* **LIST OF TASKS**
(a) Translate this sentence from the software catalog page into Spanish: "The software catalog is the foundation of the AI Imaging Agent, containing curated information about imaging analysis tools."
(b) Transcribe everything in the software catalog page from "Skip to content" down to "imaging analysis tools.".

* **EXCERPTED TEXT**
========================================================================

Skip to content

Software Catalog

The software catalog is the foundation of the AI Imaging Agent, containing curated information about imaging analysis tools.

Overview

Format: JSON Lines (JSONL)
Location: dataset/catalog.jsonl
Schema: Based on schema.org SoftwareSourceCode
Size: ~150 tools currently

Catalog Schema

Core Fields

Based on schema.org/SoftwareSourceCode:

{
  "@type": "SoftwareSourceCode",
  "name": "TotalSegmentator",
  "description": "Tool for automated segmentation of 104 anatomical structures",
  "url": "https://github.com/wasserth/TotalSegmentator",
  "codeRepository": "https://github.com/wasserth/TotalSegmentator",
  "programmingLanguage": "Python",
  "runtimePlatform": "PyTorch",
  "license": "Apache-2.0",
  "keywords": ["segmentation", "CT", "MRI", "medical-imaging"],
  "applicationCategory": "Medical Imaging",
  "operatingSystem": ["Linux", "Windows", "macOS"],
  "softwareVersion": "2.0.0",
  "datePublished": "2022-09-01",
  "dateModified": "2024-01-15",
  "author": {
    "@type": "Person",
    "name": "Jakob Wasserthal"
  }
}

Extended Fields

Custom fields in supportingData:

{
  "supportingData": {
    "modalities": ["CT", "MRI"],
    "dimensions": ["3D"],
    "formats": ["DICOM", "NIfTI", "PNG"],
    "tasks": ["segmentation", "organ-segmentation"],
    "demo_url": "https://huggingface.co/spaces/username/totalsegmentator",
    "paper_url": "https://doi.org/10.1000/example",
    "citations": 150,
    "github_stars": 1200
  }
}

Field Descriptions

name

Canonical tool name (matches repository or published name)

Example: "TotalSegmentator", "nnU-Net", "MedSAM"

description

Brief description of tool's purpose and capabilities

Guidelines:

  • 1-2 sentences
  • Mention key features
  • Include domain/modality if specific

url

Primary landing page (usually GitHub repo)

codeRepository

Source code repository URL (GitHub, GitLab, etc.)

programmingLanguage

Primary language(s)

Common values: "Python", "C++", "JavaScript", "Jupyter Notebook"

license

Software license identifier (SPDX format)

========================================================================

* **SUPPLIED RECORDS**
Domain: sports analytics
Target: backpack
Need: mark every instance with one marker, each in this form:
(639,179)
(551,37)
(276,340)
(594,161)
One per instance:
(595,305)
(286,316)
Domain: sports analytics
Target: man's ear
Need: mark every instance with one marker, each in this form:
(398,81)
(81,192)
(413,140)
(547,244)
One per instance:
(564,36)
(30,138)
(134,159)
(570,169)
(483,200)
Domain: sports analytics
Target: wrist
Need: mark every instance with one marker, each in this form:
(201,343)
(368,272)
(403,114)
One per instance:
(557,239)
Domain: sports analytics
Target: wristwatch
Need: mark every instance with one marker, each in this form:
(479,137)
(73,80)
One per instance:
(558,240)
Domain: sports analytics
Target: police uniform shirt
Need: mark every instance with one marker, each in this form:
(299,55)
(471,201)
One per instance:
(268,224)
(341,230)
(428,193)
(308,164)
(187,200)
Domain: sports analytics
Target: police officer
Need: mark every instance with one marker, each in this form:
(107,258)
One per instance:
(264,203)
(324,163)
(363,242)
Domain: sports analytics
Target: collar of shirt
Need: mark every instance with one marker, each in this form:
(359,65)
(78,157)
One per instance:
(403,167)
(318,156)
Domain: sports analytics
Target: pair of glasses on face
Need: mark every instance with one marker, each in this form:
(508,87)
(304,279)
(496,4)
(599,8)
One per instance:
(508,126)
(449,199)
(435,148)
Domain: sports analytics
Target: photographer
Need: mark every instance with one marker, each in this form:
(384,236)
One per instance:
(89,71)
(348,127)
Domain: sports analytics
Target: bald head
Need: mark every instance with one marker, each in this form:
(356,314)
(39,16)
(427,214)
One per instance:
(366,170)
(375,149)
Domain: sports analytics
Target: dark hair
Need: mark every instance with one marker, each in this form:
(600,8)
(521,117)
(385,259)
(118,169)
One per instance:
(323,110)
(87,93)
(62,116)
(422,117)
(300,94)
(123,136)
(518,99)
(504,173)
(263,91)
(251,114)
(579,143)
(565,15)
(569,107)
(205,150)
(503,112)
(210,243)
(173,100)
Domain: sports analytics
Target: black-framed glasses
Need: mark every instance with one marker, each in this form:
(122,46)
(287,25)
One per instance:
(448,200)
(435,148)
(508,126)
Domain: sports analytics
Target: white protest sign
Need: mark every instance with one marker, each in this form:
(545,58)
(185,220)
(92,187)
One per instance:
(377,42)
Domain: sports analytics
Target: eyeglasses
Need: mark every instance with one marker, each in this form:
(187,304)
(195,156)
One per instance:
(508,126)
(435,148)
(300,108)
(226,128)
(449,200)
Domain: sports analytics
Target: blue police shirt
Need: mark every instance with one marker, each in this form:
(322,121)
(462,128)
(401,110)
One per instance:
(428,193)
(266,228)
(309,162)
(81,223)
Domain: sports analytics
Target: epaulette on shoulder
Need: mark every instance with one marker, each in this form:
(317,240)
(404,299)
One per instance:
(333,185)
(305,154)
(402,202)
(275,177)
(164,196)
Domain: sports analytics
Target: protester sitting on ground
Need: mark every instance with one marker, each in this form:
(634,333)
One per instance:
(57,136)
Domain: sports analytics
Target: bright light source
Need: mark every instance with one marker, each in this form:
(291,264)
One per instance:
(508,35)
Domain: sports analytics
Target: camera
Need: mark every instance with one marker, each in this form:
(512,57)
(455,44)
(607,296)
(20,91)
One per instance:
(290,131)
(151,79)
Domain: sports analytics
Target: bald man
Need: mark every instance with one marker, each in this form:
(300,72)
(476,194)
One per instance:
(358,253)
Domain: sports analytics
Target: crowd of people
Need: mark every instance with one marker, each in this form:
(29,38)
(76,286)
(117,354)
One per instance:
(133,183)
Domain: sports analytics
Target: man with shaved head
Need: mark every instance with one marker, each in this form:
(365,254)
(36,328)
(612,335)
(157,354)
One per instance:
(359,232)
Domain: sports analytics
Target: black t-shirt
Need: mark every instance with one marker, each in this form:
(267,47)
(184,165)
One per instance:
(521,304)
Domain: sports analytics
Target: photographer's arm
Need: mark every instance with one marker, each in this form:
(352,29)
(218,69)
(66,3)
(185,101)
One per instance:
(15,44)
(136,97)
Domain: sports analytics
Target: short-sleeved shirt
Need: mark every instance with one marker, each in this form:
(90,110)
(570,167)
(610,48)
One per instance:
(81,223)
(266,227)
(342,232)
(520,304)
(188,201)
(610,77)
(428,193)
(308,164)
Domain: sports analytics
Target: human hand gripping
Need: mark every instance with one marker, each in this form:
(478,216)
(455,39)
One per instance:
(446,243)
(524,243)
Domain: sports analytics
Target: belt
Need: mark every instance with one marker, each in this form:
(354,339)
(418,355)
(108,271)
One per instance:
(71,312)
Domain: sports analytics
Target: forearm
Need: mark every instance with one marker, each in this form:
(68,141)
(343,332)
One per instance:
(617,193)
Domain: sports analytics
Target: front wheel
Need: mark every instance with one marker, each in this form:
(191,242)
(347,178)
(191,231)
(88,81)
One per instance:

========================================================================

* **ANSWERS TO THIS EXERCISE**
(a) El catálogo de software es la base del AI Imaging Agent y contiene información seleccionada sobre herramientas de análisis de imágenes.

(b)
Skip to content

Software Catalog

The software catalog is the foundation of the AI Imaging Agent, containing curated information about imaging analysis tools.